Required work:
Return the data below unaltered, but strip out the pictures.
[[ Extracted data, beginning ]]
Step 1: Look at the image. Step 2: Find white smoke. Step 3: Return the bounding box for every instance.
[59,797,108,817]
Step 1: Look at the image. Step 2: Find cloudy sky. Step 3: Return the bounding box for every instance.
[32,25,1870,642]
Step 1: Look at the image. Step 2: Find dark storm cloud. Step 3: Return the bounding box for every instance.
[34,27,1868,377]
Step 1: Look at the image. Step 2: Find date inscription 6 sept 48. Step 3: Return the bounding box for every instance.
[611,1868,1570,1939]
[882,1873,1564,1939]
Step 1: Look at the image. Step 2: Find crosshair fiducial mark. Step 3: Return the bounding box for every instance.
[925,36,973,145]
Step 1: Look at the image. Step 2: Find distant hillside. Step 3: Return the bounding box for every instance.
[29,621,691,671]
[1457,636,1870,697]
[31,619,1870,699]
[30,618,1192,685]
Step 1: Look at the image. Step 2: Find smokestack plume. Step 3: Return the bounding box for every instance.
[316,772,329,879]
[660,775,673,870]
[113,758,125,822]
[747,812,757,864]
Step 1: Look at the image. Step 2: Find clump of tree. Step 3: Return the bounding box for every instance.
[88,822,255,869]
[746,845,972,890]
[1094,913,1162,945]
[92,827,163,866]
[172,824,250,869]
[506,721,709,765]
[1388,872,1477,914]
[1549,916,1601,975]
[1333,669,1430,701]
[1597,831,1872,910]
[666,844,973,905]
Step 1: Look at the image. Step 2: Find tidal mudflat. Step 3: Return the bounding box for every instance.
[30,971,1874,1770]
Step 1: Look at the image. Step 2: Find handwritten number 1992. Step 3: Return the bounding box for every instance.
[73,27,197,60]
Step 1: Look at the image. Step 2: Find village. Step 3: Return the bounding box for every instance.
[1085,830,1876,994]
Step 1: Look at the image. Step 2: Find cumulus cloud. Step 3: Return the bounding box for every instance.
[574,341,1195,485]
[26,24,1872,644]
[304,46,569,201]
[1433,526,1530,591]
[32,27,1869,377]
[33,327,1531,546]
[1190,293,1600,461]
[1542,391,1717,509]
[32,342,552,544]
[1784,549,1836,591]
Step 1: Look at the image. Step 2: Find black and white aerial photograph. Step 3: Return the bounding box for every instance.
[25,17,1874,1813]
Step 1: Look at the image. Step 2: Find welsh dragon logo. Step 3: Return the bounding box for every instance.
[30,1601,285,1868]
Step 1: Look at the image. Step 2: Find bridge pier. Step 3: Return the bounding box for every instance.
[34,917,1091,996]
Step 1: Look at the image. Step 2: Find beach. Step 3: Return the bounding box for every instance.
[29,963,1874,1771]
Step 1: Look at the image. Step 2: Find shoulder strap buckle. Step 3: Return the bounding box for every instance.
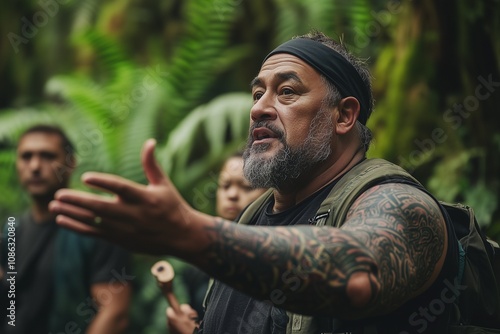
[309,210,331,227]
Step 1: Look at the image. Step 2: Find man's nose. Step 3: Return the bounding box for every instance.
[29,156,42,171]
[250,93,277,122]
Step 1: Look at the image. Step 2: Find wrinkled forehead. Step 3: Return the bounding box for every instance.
[253,53,320,88]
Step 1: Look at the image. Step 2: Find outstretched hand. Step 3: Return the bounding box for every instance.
[49,139,198,255]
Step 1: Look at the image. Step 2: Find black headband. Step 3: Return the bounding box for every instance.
[263,38,370,125]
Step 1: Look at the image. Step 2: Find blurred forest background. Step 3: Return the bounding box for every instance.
[1,0,499,332]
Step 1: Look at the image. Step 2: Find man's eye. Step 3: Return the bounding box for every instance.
[281,88,294,95]
[253,92,263,101]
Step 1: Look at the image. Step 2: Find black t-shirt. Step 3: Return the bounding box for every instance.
[9,214,56,333]
[0,212,131,334]
[200,179,459,334]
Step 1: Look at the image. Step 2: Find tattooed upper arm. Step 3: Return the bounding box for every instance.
[200,183,447,318]
[342,182,447,315]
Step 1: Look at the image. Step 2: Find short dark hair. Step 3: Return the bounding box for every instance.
[19,124,75,157]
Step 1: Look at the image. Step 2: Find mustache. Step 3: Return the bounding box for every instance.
[249,121,285,140]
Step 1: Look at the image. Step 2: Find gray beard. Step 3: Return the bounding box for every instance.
[243,106,333,190]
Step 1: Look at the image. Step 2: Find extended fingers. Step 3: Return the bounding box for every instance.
[52,188,134,220]
[54,210,136,251]
[50,198,136,234]
[81,172,146,202]
[49,196,98,225]
[54,212,103,236]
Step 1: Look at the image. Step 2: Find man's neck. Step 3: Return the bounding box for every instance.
[272,147,365,213]
[31,198,55,224]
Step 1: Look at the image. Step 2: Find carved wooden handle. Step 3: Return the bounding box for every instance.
[151,260,181,314]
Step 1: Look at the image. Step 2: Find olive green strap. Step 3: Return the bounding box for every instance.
[314,158,421,228]
[238,188,274,225]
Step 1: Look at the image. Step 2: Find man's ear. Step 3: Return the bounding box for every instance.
[335,97,360,135]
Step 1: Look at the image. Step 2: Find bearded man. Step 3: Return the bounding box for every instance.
[49,31,459,333]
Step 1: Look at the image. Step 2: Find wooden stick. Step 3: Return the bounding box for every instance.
[151,260,181,314]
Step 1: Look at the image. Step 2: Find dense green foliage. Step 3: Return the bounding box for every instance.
[1,0,499,332]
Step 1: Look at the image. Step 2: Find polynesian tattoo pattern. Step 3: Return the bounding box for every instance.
[203,183,445,317]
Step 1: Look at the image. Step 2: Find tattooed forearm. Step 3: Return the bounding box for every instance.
[200,183,445,318]
[202,219,380,316]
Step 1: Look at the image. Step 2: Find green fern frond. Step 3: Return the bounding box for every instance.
[[ Extracted data, end ]]
Expected answer:
Step 1: Look at the image. Step 2: Find white smoke. Step 3: Return the bounding box for every instance.
[59,797,108,817]
Step 1: Look at the image. Step 2: Find cloudy sky. Step 3: Return the bounding box for every instance.
[32,25,1870,642]
Step 1: Look at the image. Step 2: Find dark storm cloud. Step 3: Return the bounding box for every instance.
[34,27,1868,377]
Step 1: Look at the image. Step 2: Find date inscription 6 sept 48. Step 3: Return the bounding box for every instance.
[611,1868,1570,1939]
[882,1873,1564,1939]
Step 1: Look at the image. Step 2: Find crosshair fiducial mark. Step 3: Return the bounding box for every instance.
[925,36,973,145]
Step 1: Look at the image. Step 2: Find distant hillside. Step 3: Return the bounding box for every instance.
[29,621,691,671]
[1457,636,1870,697]
[31,619,1870,699]
[30,618,1192,685]
Step 1: Look at the image. Step 2: Find smokestack plume. Step 3: Return the bounding box for every instance.
[316,772,329,879]
[660,775,673,870]
[113,758,125,822]
[747,812,757,864]
Step 1: Look at the image. Step 2: Find clump of tree. Step 3: Return the bounding box for every instance.
[88,822,255,869]
[746,845,972,890]
[1094,913,1162,945]
[92,827,163,866]
[172,824,250,869]
[506,721,709,765]
[1388,872,1477,914]
[1549,916,1601,975]
[1333,669,1430,701]
[1597,831,1872,910]
[666,844,973,905]
Step 1: Look at the image. Step 2: Find tidal mudflat. Step 3: Return the bounding box for every instance.
[30,971,1874,1770]
Step 1: Look at the image. Step 2: Find handwritten number 1992. Step 3: Return the bounding box for every instance.
[73,27,197,60]
Step 1: Look at the image. Step 2: Find village. Step 3: Return the bounding box for every instance.
[1085,830,1876,994]
Step 1: Look at the image. Step 2: Find cumulus cloud. Step 3: Return the bounding box for every instance.
[574,341,1195,485]
[26,24,1872,644]
[304,46,569,201]
[1433,526,1530,591]
[32,27,1869,377]
[33,327,1531,546]
[1190,293,1600,461]
[1542,391,1717,509]
[32,342,552,544]
[1784,549,1836,591]
Step 1: Look at the image. Step 2: Find black and white aerial photograph. Step 3: Return the bounding box for every instance.
[25,17,1874,1813]
Step 1: Look at the image. Step 2: Find welsh dragon logo. Step 3: Return the bounding box for every instance.
[30,1601,285,1868]
Step 1: Look at the image. Step 2: Find bridge pier. Step 3: Return the bounding box for every instance.
[34,917,1091,996]
Step 1: Look at the image. Step 2: Find beach. Step 3: Return the bounding box for every instance.
[29,963,1874,1771]
Step 1: Look at the image. Step 2: Find shoulder strap buckle. Step 3: Return the bounding box for every instance.
[309,210,331,227]
Step 1: Look at the image. Step 2: Find man's nose. Step 3: Return the bounding box for every instance.
[29,156,42,171]
[250,93,277,122]
Step 1: Look at the image. Step 2: Find wrinkled forehead. Step 3: Return the bounding box for every instance.
[253,53,320,88]
Step 1: Look at the image. Step 2: Find outstretched hand. Step 3: Return the bounding box for every instance.
[49,139,198,255]
Step 1: Look at the image. Step 2: Find black headband. Step 3: Return the bounding box for every instance.
[263,38,370,125]
Step 1: Look at the image. Step 2: Find blurred forest background. Step 3: Return the bounding box for every instance.
[1,0,499,332]
Step 1: Look at the image. Step 2: Find man's eye. Step 3: Return the bounding box for every instance.
[281,88,294,95]
[253,92,263,101]
Step 1: Look at the image. Step 2: Find black t-shirt. Step 3: Return the bounding box for every instance.
[9,214,56,333]
[0,212,131,334]
[200,179,459,334]
Step 1: Look at the image. Step 2: Find tattooed upper arm. Step 3: Return the bounding box for every instance.
[200,183,447,318]
[342,182,447,315]
Step 1: Look at the image. Step 2: Find short dark hair. Step 3: Return the bounding box for every instance.
[19,124,75,157]
Step 1: Look at the image. Step 2: Find mustache. Step 3: Return the bounding box for every instance.
[249,121,285,140]
Step 1: Look at the image. Step 2: Find gray beard. Step 3: Return the bounding box for every instance.
[243,106,333,190]
Step 1: Look at the image. Step 2: Find extended fingers. Step 3: Return the bounding box for every instance.
[52,188,134,220]
[54,210,136,251]
[50,198,136,234]
[81,172,146,202]
[49,196,98,225]
[54,212,103,236]
Step 1: Look at the image. Step 2: Find man's neck. Step 3: Return the bounding box for every instance.
[272,147,365,213]
[31,198,55,224]
Step 1: Look at the image. Step 2: Find carved wooden handle. Step 3: Return the bounding box for every instance.
[151,260,181,314]
Step 1: Look at the image. Step 2: Find olive green strap. Step 3: Return the bounding box for every instance.
[314,158,421,228]
[238,188,274,225]
Step 1: Look at the image. Step 2: Find man's ear. Step 3: Return the bounding box for every instance.
[335,97,360,135]
Step 1: Look at the image. Step 2: Find bearded man. Step 3: Return the bounding box for every instance.
[49,31,459,333]
Step 1: Look at the image. Step 2: Find wooden stick. Step 3: Return the bounding box for every instance.
[151,260,181,314]
Step 1: Look at the image. Step 2: Find dense green foliage. Step 3: Return the bounding box for every instance.
[1,0,499,332]
Step 1: Look at the image. Step 2: Find polynesian tattoo pattern. Step 3: Return the bounding box for every instance.
[203,183,445,317]
Step 1: Look at the image. Step 2: Find tattooed forearm. Step 3: Return the bounding box for every instance.
[200,183,445,318]
[202,219,380,316]
Step 1: Look at the image. Step 2: Find green fern frond. Step 3: Return the bounding box for every instance.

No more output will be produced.